## Exercise passage:
□ □ □ □ □
Scenario: Using questions to teach critical appraisal, patient care, and medical knowledge in Journal Club.


You are the Associate Residency Director in charge of the journal club for your residency program. Based on the quality of discussion during journal club, you are unsure whether residents have the skills needed to critically appraise the literature as a basis for applying research evidence to patient care.

The illustration below describes how you may use questions to address your program’s Practice-Based Learning and Improvement learning objectives during journal club. The objectives are that residents will be able to: (a) conduct an in-depth critical appraisal of published research; and (2) use results of critical appraisal to guide decisions about applying research evidence to patient care.

Illustration:

A set of guiding questions, developed internally or obtained from a published text, may be used effectively to guide your residents’ critical analysis of the literature. There are several good examples of guidelines in the published literature on Evidence-based Medicine. (www.cebm.utoronto.ca/teach/materials/caworksheets.htm) Guidelines such as these may be attached to a research article to direct residents’ reading and analysis. With the guidelines in place, your residents are clear about what to focus on and the depth of analysis you expect. One residency program supplies guidelines as a “work sheet” to be completed prior to the journal club discussion. Another program assigns a different portion of the paper to groups of two or three residents along with guidelines for analyzing the assigned section (i.e. methods). Each subgroup spends the first ten minutes of the conference discussing their section, and then presents its analysis. Faculty attendance and participation are essential because they bring experience to the discussion and reinforce those who participate.
□ □ □ □ □
## Given information:
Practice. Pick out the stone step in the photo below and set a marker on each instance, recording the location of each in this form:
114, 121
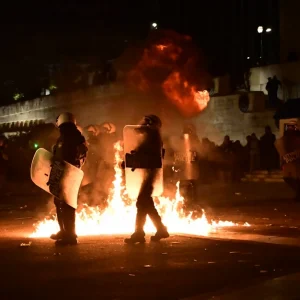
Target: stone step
274, 180
279, 180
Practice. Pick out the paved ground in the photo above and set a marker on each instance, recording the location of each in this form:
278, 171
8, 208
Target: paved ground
103, 267
178, 268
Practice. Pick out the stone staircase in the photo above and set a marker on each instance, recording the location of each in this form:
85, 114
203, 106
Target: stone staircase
263, 176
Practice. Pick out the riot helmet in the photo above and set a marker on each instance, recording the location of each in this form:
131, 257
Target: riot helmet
151, 120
□ □ □ □ □
## Action item:
From the journal club scenario, extract the part that opens with the words containing "You are the" and closes with "for applying research evidence to patient care.". The data is not needed for the work here.

## Solution for this task:
You are the Associate Residency Director in charge of the journal club for your residency program. Based on the quality of discussion during journal club, you are unsure whether residents have the skills needed to critically appraise the literature as a basis for applying research evidence to patient care.